Document extract:
◇ ◇ ◇ ◇ ◇
SRI LANKA: Displaced civilians traumatised - By: UN Office for the Coordination of Humanitarian Affairs

General March 16, 2009
COLOMBO, 1 March 2009 (IRIN) - Thousands of civilians who fled fighting in northern Sri Lanka remain traumatised by their experience and anxious about their future, say aid workers.

“All of those who have fled the fighting have seen people die in front of them,” Annmarie Loof, the head of mission in Sri Lanka for Médecins Sans Frontières (
MSF <http://www.msf.org/msfinternational/countries/asia/srilanka/index.cfm> ), told IRIN.

“They are also anxious about their own future and of their loved ones, those who have escaped and especially those who still remain trapped,” she said.

More than 36,000 Tamil civilians caught up in the fighting between Sri Lankan government forces and the Liberation Tigers of Tamil Eelam (LTTE) have escaped to government areas since January and are now being assisted in 16 government-established transit sites in and around the northern town of Vavuniya.
◇ ◇ ◇ ◇ ◇
Source material:
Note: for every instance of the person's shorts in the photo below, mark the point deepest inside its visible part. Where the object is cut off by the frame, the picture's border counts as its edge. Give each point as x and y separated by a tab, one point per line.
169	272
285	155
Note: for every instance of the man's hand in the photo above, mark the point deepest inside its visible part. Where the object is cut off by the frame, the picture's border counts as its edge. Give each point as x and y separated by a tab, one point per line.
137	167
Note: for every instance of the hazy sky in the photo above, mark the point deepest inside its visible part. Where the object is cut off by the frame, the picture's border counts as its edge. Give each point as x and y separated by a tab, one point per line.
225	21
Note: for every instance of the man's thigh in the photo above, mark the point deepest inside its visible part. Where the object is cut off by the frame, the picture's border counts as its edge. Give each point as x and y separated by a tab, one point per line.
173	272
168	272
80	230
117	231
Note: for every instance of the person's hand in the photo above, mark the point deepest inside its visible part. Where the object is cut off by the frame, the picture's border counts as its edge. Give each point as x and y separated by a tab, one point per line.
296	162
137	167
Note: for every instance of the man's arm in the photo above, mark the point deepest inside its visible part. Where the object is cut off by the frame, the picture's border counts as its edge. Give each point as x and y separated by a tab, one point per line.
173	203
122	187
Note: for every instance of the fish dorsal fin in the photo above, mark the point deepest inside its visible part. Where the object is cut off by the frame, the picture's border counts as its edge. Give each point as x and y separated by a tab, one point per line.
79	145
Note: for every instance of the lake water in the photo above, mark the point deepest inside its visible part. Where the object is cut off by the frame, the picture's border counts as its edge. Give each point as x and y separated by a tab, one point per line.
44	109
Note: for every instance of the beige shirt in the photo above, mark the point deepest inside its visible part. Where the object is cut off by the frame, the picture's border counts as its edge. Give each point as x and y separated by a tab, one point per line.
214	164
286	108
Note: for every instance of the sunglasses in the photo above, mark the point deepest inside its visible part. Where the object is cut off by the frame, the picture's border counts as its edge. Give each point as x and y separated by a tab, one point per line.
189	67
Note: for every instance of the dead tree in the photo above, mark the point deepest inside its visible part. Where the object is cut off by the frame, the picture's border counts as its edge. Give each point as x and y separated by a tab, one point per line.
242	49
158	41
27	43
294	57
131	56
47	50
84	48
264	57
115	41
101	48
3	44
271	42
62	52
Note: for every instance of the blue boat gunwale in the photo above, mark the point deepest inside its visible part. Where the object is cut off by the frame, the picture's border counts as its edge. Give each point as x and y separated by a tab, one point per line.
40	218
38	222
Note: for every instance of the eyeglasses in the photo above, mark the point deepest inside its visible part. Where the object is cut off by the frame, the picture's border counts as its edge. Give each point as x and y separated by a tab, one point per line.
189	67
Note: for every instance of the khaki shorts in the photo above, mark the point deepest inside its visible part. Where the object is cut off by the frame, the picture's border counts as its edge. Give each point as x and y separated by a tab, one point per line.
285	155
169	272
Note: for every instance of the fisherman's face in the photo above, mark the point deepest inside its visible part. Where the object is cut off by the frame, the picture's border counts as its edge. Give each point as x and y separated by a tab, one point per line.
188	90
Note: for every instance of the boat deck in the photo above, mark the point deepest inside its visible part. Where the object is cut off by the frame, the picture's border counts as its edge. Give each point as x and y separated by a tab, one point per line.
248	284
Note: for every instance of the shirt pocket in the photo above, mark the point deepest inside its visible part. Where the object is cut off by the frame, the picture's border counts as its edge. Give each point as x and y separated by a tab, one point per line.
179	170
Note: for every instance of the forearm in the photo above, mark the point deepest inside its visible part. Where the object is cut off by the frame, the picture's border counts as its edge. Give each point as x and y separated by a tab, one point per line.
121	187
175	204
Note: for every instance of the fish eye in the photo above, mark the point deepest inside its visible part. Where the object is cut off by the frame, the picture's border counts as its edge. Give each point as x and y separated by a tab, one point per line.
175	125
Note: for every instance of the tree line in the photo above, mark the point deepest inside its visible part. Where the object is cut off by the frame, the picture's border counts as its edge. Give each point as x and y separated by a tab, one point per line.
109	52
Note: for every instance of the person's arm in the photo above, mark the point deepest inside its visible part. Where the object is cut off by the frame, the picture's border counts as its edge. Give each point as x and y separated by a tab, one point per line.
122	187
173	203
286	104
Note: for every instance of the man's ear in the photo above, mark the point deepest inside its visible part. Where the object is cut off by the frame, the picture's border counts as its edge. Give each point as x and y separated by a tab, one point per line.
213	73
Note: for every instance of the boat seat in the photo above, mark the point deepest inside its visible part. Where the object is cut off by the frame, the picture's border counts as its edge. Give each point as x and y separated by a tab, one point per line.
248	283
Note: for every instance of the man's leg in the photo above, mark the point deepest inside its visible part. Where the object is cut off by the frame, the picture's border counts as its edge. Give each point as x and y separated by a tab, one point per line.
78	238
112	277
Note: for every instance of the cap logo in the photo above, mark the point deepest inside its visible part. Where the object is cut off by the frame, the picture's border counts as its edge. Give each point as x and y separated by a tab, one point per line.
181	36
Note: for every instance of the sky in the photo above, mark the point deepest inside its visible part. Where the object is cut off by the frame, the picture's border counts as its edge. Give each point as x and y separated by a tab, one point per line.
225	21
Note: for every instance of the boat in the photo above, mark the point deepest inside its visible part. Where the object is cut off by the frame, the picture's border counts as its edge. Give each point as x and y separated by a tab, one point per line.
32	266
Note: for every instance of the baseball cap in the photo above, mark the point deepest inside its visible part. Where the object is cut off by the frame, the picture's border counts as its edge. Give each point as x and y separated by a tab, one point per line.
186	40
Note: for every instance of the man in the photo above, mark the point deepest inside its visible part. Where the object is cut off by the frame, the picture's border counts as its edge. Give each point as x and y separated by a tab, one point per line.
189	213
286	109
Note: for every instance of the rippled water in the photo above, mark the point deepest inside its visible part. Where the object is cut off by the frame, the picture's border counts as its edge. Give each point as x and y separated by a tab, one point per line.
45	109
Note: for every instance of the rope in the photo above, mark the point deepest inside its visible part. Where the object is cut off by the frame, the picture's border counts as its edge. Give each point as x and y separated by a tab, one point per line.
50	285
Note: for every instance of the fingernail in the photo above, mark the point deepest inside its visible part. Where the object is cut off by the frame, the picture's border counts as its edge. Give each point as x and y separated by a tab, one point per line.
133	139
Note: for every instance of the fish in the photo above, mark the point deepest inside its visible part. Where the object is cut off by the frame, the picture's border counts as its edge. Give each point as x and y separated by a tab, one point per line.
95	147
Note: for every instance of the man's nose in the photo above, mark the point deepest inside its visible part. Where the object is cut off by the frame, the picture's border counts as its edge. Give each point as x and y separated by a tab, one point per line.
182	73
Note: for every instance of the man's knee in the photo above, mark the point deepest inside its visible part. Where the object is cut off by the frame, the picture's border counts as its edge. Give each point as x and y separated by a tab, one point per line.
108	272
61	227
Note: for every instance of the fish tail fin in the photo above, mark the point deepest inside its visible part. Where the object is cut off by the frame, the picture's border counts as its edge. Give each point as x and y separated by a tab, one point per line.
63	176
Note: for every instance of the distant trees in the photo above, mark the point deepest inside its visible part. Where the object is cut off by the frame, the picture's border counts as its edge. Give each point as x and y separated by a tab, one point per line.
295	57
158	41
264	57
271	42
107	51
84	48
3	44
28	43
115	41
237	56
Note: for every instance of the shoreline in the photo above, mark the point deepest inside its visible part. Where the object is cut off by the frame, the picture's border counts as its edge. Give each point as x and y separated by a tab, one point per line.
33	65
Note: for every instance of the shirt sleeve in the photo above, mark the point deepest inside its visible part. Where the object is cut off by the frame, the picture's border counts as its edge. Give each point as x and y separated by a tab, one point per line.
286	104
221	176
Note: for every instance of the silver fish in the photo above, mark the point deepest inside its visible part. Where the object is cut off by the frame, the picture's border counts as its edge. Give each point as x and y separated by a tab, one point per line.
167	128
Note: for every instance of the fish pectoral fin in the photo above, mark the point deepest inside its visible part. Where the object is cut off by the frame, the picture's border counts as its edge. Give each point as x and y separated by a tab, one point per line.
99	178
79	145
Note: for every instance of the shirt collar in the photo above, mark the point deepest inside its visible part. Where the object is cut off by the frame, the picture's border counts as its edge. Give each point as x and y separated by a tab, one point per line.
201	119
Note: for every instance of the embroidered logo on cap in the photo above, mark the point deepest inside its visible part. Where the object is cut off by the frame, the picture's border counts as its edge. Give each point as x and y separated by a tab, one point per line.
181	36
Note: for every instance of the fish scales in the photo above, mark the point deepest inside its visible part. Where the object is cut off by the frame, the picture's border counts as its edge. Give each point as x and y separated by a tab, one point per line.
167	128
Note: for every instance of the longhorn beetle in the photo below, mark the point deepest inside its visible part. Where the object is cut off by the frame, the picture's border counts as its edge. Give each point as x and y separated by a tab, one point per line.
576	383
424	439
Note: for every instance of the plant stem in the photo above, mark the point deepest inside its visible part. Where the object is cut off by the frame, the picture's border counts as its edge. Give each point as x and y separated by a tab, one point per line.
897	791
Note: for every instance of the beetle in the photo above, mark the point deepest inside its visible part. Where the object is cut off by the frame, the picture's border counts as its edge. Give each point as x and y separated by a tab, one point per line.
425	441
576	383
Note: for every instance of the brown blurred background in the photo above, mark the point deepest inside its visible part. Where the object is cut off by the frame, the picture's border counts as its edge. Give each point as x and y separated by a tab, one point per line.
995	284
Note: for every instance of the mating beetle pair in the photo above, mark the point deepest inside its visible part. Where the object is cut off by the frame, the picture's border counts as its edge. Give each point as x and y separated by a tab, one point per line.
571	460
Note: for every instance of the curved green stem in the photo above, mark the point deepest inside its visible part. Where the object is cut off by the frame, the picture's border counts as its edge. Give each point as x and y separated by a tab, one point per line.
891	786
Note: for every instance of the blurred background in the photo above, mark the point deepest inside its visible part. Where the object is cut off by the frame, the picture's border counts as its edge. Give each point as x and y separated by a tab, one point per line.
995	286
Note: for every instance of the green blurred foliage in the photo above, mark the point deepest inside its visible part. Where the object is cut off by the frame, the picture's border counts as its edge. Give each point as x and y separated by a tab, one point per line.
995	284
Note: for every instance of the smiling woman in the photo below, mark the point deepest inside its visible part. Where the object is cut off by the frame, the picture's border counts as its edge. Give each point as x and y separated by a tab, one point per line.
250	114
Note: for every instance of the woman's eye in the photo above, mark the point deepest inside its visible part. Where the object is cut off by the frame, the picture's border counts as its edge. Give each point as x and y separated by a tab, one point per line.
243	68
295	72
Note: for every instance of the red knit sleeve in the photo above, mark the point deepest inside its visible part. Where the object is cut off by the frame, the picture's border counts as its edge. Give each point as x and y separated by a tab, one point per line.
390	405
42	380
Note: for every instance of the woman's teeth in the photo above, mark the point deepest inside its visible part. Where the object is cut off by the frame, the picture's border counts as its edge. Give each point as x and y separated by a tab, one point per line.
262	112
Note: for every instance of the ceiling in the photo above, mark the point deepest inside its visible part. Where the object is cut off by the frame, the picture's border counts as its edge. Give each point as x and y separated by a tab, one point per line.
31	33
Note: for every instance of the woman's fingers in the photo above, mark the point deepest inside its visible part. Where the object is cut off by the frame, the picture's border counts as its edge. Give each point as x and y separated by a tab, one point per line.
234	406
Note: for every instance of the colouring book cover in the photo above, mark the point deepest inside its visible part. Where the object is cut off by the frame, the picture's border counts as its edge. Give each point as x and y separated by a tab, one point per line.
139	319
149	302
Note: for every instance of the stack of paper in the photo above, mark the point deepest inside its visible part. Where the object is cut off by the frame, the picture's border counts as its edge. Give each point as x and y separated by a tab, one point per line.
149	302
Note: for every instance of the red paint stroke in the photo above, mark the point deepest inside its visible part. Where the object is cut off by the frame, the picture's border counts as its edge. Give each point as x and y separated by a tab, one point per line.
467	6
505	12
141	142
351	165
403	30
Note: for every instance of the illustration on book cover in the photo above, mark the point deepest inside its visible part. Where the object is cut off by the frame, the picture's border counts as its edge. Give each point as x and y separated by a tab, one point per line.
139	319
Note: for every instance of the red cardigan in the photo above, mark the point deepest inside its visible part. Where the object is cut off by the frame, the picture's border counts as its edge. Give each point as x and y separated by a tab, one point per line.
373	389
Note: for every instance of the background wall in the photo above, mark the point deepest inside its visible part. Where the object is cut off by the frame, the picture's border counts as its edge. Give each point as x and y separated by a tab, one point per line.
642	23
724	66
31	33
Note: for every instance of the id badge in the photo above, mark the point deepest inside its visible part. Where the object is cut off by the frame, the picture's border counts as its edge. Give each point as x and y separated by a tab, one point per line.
◇ ◇ ◇ ◇ ◇
Problem statement: From the article on displaced civilians in Sri Lanka, extract the text between "General March 16, 2009" and "say aid workers.", inclusive. The entries that come after the article are separate material and have no connection to it.

Answer below:
General March 16, 2009
COLOMBO, 1 March 2009 (IRIN) - Thousands of civilians who fled fighting in northern Sri Lanka remain traumatised by their experience and anxious about their future, say aid workers.